Assignment A
In the passage on constipation and the gut-brain axis, why does intestinal motility go down when the gut bacteria are out of balance? Answer in one to three sentences.
Assignment B
Write the next part of the passage on constipation and the gut-brain axis, starting right after its last sentence.

Selected extract
"""

In recent years, scholars have noticed an association between emotional components and intestinal constipation, such as the presence of stress, anorexia, depression, anxiety and hypochondria [34] [35] . Investigating the relation between these emotional symptoms and the microbia imbalance in constipated patients can be subject to oncoming studies.

In order to better illustrate this relation according to the results of different research studies, a figure was adapted to represent the “gut-brain axis” in constipation (Figure 1).

Figure 1 shows the main factors related to the intestinal motility. As already mentioned, the motility is decreased when there is an imbalance in the intestinal bacteria due to the inadequate production of substances that modulate the intestinal transit, such as butyrate. The question that may rise by the analysis of the figure is if the intestinal dysbiosis present in constipation is related to the emergence of psychosomatic problems reported by patients with constipation, which can even influence the quality of life [38] .

"""

Recorded information
"""

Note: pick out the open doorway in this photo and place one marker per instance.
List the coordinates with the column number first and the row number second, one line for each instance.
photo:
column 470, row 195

"""

Exercise answer A
When the intestinal bacteria are out of balance, they don't make enough of the substances that control how material moves through the intestine, such as butyrate. Because those substances fall short, motility decreases.

Exercise answer B
4. The Use of Prebiotics, Probiotics and Symbiotic in Constipation

Prebiotics are defined as non-digestible food ingredients that benefit the host by selectively stimulating the growth and/or activity of a limited number of bacterial species in the colon, improving the health of the host [39] . In order to be considered prebiotic, it is necessary to scientifically demonstrate that the component, food or ingredient resist the digestion, absorption and adsorption processes of the host, be fermented by the microbiota that colonizes the gastrointestinal tract and selectively stimulate the growth and/or activity of beneficial bacteria [40] . Usually a beneficial change means the decrease of microbial groups considered undesirable (Clostridium, Bacteroides) and increase of desirable ones (Bifidobacterium, Lactobacillus).

Figure 1. Relation between the balance of the microbia (eubiosis and dysbiosis) in constipation. Adapted from Collins and Bercik [36] and Hijova and Chmelarova [37] .

Probiotics are defined as living organisms that, when ingested in adequate quantities, have a beneficial effect to the health of the host [24] . Symbiotics are characterized by the combination of a prebiotic and a probiotic aiming to increase the survival and activity of probiotic strains evidenced in “in vivo” researches and still stimulate the growth of endogenous bacteria, in particular the bifidobacteria and the lactobacilli [24] . The ingestion of symbiotic modifies the microbiota composition, restoring the balance, which may have positive effects on gastrointestinal functions [41] .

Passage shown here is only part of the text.